What you will do:
1/ In the Resident Evil film review, which film's climax does the submarine breaking through the ice echo?
2/ Extend the Resident Evil film review, picking up after its final sentence.

Passage to read:
⟨
Paul W. S. Anderson moves Alice across this changing, but recognizable, landscape as she tries to escape it to reach the surface, while a rescue team descends to help her. You know the drill: the rescue team ends up needing rescue by Alice as she takes charge. There's a toss-away submarine-breaking-the-ice-moment--which echoes Ice Station Zebra's climax--but it leads to a drawn out brawl between Alice and a super-charged Rain (Michelle Rodriguez) and Jill (Sienna Guillory). Spot animations highlight broken bones as blows hit home, visual information snippets like you would find in a computer game.
The plot is clever, but everything else is typical Resident Evilmovies' pacing and mayhem. I'm stymied how all this action, noise, and bloodshed doesn't generate the expected tension or intensity it should. There's a definite style to this franchise, but it doesn't hold dramatic weight. The de riguer zombies line up to be knocked down, mutants provide side-tracking annoyances, and the emotional moment when a young girl mistakes Alice for her mother (her mother was an Alice clone) are smoothed over to pave the way for more action which soon numbs our attention given to it.
⟩
(Point annotation dataset records)
⟨
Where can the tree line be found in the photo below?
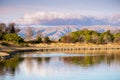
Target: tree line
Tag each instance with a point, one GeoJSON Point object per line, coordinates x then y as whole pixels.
{"type": "Point", "coordinates": [9, 33]}
{"type": "Point", "coordinates": [90, 36]}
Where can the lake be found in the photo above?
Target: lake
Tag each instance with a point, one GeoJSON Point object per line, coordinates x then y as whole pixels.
{"type": "Point", "coordinates": [61, 66]}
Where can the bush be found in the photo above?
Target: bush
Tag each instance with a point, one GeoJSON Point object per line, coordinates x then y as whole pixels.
{"type": "Point", "coordinates": [47, 40]}
{"type": "Point", "coordinates": [13, 38]}
{"type": "Point", "coordinates": [39, 40]}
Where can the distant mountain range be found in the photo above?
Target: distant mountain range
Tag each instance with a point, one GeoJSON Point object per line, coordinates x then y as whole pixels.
{"type": "Point", "coordinates": [57, 31]}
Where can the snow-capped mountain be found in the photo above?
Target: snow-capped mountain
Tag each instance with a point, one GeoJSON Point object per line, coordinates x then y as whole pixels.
{"type": "Point", "coordinates": [56, 32]}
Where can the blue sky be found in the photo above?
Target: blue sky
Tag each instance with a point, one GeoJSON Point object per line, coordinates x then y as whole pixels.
{"type": "Point", "coordinates": [15, 9]}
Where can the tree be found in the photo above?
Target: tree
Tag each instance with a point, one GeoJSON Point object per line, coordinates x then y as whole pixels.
{"type": "Point", "coordinates": [39, 39]}
{"type": "Point", "coordinates": [11, 28]}
{"type": "Point", "coordinates": [2, 27]}
{"type": "Point", "coordinates": [29, 33]}
{"type": "Point", "coordinates": [13, 38]}
{"type": "Point", "coordinates": [95, 37]}
{"type": "Point", "coordinates": [47, 40]}
{"type": "Point", "coordinates": [117, 38]}
{"type": "Point", "coordinates": [106, 37]}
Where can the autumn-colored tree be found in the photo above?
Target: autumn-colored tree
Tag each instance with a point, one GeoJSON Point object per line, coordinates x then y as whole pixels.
{"type": "Point", "coordinates": [29, 33]}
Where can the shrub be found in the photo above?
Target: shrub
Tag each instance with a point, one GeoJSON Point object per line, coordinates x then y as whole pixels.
{"type": "Point", "coordinates": [39, 40]}
{"type": "Point", "coordinates": [13, 38]}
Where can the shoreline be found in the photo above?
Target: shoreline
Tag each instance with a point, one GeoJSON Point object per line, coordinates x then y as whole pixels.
{"type": "Point", "coordinates": [5, 51]}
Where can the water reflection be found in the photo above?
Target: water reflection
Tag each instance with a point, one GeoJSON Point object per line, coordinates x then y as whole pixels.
{"type": "Point", "coordinates": [68, 67]}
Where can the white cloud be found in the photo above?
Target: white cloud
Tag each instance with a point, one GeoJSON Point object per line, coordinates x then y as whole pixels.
{"type": "Point", "coordinates": [40, 17]}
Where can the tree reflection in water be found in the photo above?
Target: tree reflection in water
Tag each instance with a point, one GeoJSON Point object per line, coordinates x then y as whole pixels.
{"type": "Point", "coordinates": [12, 66]}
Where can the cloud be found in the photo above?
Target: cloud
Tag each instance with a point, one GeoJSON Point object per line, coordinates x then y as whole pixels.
{"type": "Point", "coordinates": [56, 18]}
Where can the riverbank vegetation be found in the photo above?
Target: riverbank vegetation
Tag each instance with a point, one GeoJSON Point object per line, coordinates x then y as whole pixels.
{"type": "Point", "coordinates": [9, 34]}
{"type": "Point", "coordinates": [90, 36]}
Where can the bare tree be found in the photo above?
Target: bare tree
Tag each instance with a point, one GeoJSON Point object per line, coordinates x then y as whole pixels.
{"type": "Point", "coordinates": [2, 27]}
{"type": "Point", "coordinates": [29, 33]}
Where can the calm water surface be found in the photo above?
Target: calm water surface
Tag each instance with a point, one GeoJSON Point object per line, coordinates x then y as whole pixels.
{"type": "Point", "coordinates": [61, 66]}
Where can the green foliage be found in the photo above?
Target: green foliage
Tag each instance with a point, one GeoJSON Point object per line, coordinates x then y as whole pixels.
{"type": "Point", "coordinates": [47, 40]}
{"type": "Point", "coordinates": [39, 40]}
{"type": "Point", "coordinates": [13, 37]}
{"type": "Point", "coordinates": [117, 38]}
{"type": "Point", "coordinates": [106, 37]}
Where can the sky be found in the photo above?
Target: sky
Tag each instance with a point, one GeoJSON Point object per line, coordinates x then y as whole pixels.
{"type": "Point", "coordinates": [23, 11]}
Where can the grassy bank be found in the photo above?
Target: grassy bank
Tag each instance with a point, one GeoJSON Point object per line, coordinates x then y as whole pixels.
{"type": "Point", "coordinates": [69, 47]}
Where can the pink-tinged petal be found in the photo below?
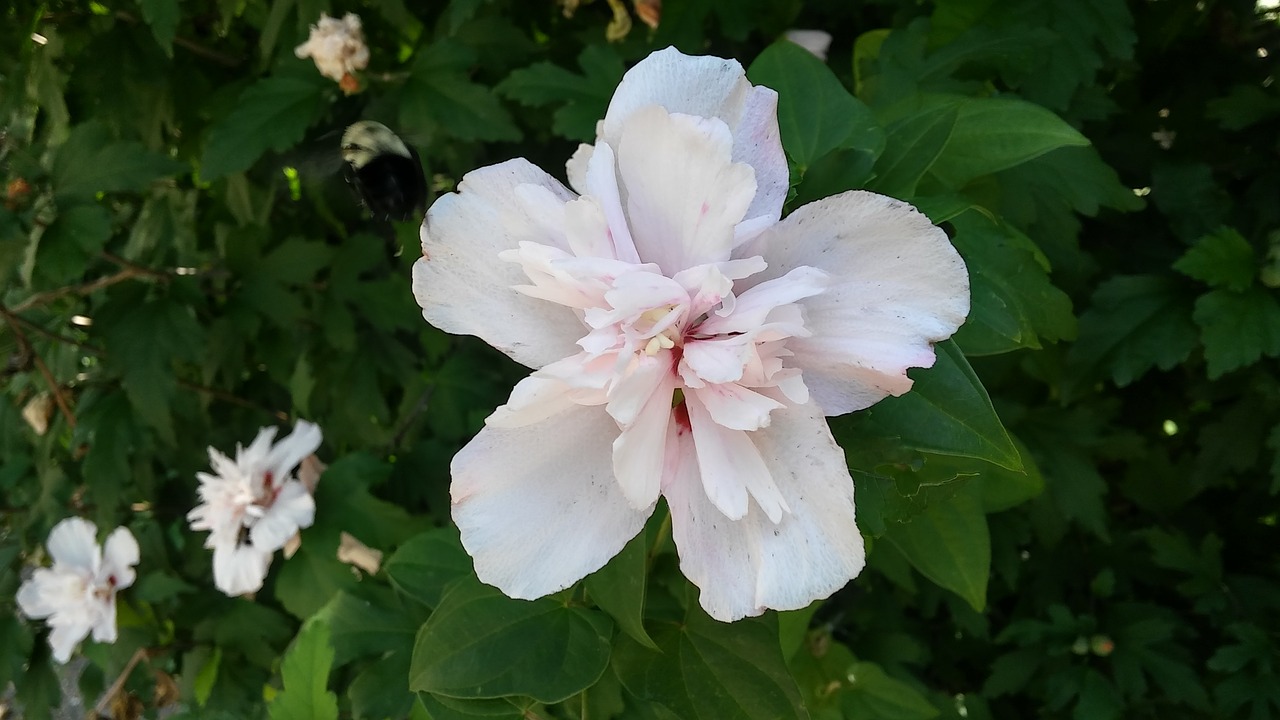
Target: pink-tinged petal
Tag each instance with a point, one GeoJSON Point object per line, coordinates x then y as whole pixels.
{"type": "Point", "coordinates": [896, 287]}
{"type": "Point", "coordinates": [73, 542]}
{"type": "Point", "coordinates": [712, 87]}
{"type": "Point", "coordinates": [240, 569]}
{"type": "Point", "coordinates": [286, 455]}
{"type": "Point", "coordinates": [63, 638]}
{"type": "Point", "coordinates": [758, 142]}
{"type": "Point", "coordinates": [586, 228]}
{"type": "Point", "coordinates": [465, 288]}
{"type": "Point", "coordinates": [576, 167]}
{"type": "Point", "coordinates": [632, 391]}
{"type": "Point", "coordinates": [746, 566]}
{"type": "Point", "coordinates": [531, 401]}
{"type": "Point", "coordinates": [731, 466]}
{"type": "Point", "coordinates": [640, 450]}
{"type": "Point", "coordinates": [718, 360]}
{"type": "Point", "coordinates": [684, 194]}
{"type": "Point", "coordinates": [538, 506]}
{"type": "Point", "coordinates": [104, 627]}
{"type": "Point", "coordinates": [602, 183]}
{"type": "Point", "coordinates": [753, 306]}
{"type": "Point", "coordinates": [293, 509]}
{"type": "Point", "coordinates": [736, 408]}
{"type": "Point", "coordinates": [817, 548]}
{"type": "Point", "coordinates": [119, 555]}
⟩
Results for each task:
1/ Ice Station Zebra

2/
Anderson's gimmicky opening credit sequence showing the attack on the Arcadia freighter (where the previous movie left us) in slow motion reverse, then normal speed forward, is a good example of why this franchise is always fun to watch but is not yet memorable. Perhaps if he stops playing with the characters and the scenery, and starts playing the game in the next movie, it will be.